**PROBLEM TO WORK ON:** Write the records below out again exactly as given, with no images.

━━━━━ MATERIALS PROVIDED ━━━━━

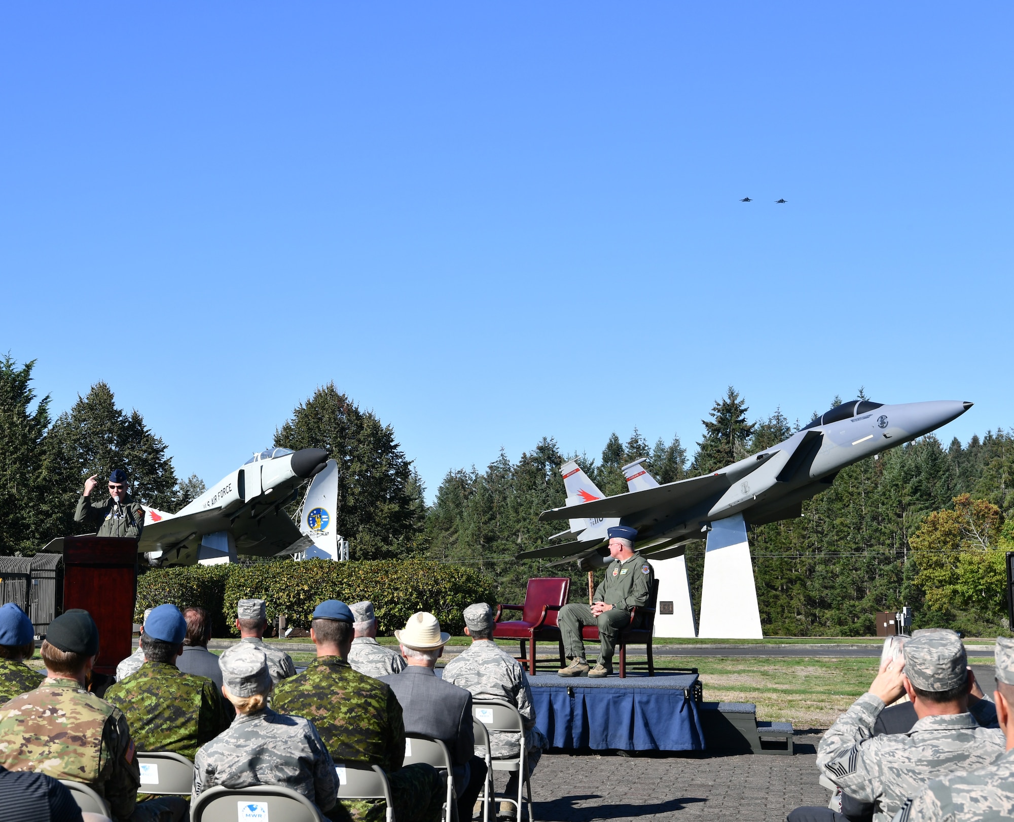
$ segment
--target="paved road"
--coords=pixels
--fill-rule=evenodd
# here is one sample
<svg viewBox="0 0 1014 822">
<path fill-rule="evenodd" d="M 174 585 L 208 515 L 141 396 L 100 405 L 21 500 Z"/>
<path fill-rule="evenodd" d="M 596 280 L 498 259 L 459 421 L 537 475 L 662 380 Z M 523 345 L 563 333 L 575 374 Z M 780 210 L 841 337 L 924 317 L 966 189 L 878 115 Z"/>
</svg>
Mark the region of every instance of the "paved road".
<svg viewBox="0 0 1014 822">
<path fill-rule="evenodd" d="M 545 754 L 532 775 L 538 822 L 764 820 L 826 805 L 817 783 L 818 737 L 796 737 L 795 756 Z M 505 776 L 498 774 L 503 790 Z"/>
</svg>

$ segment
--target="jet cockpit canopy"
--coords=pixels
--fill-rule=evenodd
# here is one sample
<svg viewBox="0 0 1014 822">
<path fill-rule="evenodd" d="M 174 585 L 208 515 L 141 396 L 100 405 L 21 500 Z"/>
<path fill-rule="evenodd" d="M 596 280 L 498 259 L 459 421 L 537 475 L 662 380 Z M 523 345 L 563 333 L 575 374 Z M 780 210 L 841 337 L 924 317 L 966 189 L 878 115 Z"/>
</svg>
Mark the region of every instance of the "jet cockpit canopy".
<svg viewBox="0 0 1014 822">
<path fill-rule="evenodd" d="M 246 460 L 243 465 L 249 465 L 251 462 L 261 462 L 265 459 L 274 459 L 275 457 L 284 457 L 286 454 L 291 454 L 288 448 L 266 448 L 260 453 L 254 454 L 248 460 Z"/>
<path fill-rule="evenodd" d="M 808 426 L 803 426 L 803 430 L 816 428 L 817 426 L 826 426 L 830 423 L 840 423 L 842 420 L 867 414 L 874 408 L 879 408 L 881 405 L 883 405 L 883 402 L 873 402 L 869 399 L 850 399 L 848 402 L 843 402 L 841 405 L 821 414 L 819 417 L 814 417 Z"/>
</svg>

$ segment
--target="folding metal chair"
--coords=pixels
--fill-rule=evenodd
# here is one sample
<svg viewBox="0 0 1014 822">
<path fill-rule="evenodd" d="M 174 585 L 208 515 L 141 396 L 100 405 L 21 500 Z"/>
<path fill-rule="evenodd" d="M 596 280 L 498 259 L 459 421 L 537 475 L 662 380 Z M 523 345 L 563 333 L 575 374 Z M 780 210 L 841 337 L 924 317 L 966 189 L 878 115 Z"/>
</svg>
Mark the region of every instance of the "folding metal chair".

━━━━━

**EXERCISE RESULT:**
$ segment
--target="paved road"
--coords=pixels
--fill-rule=evenodd
# here is one sample
<svg viewBox="0 0 1014 822">
<path fill-rule="evenodd" d="M 174 585 L 208 515 L 141 396 L 100 405 L 21 500 Z"/>
<path fill-rule="evenodd" d="M 596 280 L 498 259 L 459 421 L 537 475 L 662 380 Z M 523 345 L 563 333 L 575 374 Z M 780 210 L 841 337 L 924 317 L 966 189 L 878 115 Z"/>
</svg>
Mark the region of every instance of the "paved road".
<svg viewBox="0 0 1014 822">
<path fill-rule="evenodd" d="M 545 754 L 532 775 L 538 822 L 764 820 L 826 805 L 817 783 L 818 737 L 796 737 L 795 756 Z M 505 776 L 498 774 L 503 790 Z"/>
</svg>

$ segment
--target="jet cockpit canopy"
--coords=pixels
--fill-rule=evenodd
# here is one sample
<svg viewBox="0 0 1014 822">
<path fill-rule="evenodd" d="M 174 585 L 208 515 L 141 396 L 100 405 L 21 500 Z"/>
<path fill-rule="evenodd" d="M 596 280 L 498 259 L 459 421 L 537 475 L 662 380 Z M 523 345 L 563 333 L 575 374 Z M 780 210 L 841 337 L 924 317 L 966 189 L 878 115 Z"/>
</svg>
Mark the region of every instance of the "jet cockpit canopy".
<svg viewBox="0 0 1014 822">
<path fill-rule="evenodd" d="M 246 460 L 243 465 L 249 465 L 251 462 L 261 462 L 265 459 L 274 459 L 275 457 L 284 457 L 286 454 L 291 454 L 288 448 L 266 448 L 260 453 L 254 454 L 248 460 Z"/>
<path fill-rule="evenodd" d="M 808 426 L 803 426 L 803 430 L 816 428 L 817 426 L 826 426 L 830 423 L 840 423 L 842 420 L 867 414 L 874 408 L 879 408 L 881 405 L 883 405 L 883 402 L 873 402 L 869 399 L 850 399 L 848 402 L 843 402 L 841 405 L 821 414 L 819 417 L 814 417 Z"/>
</svg>

$ segment
--target="folding metal chair"
--coords=pixels
--fill-rule=evenodd
# here is one sample
<svg viewBox="0 0 1014 822">
<path fill-rule="evenodd" d="M 174 585 L 208 515 L 141 396 L 100 405 L 21 500 Z"/>
<path fill-rule="evenodd" d="M 596 280 L 498 259 L 459 421 L 537 475 L 662 380 Z M 523 345 L 563 333 L 575 374 Z M 780 210 L 841 337 L 924 317 L 966 189 L 878 115 Z"/>
</svg>
Mark the region of every instance of the "folding metal chair".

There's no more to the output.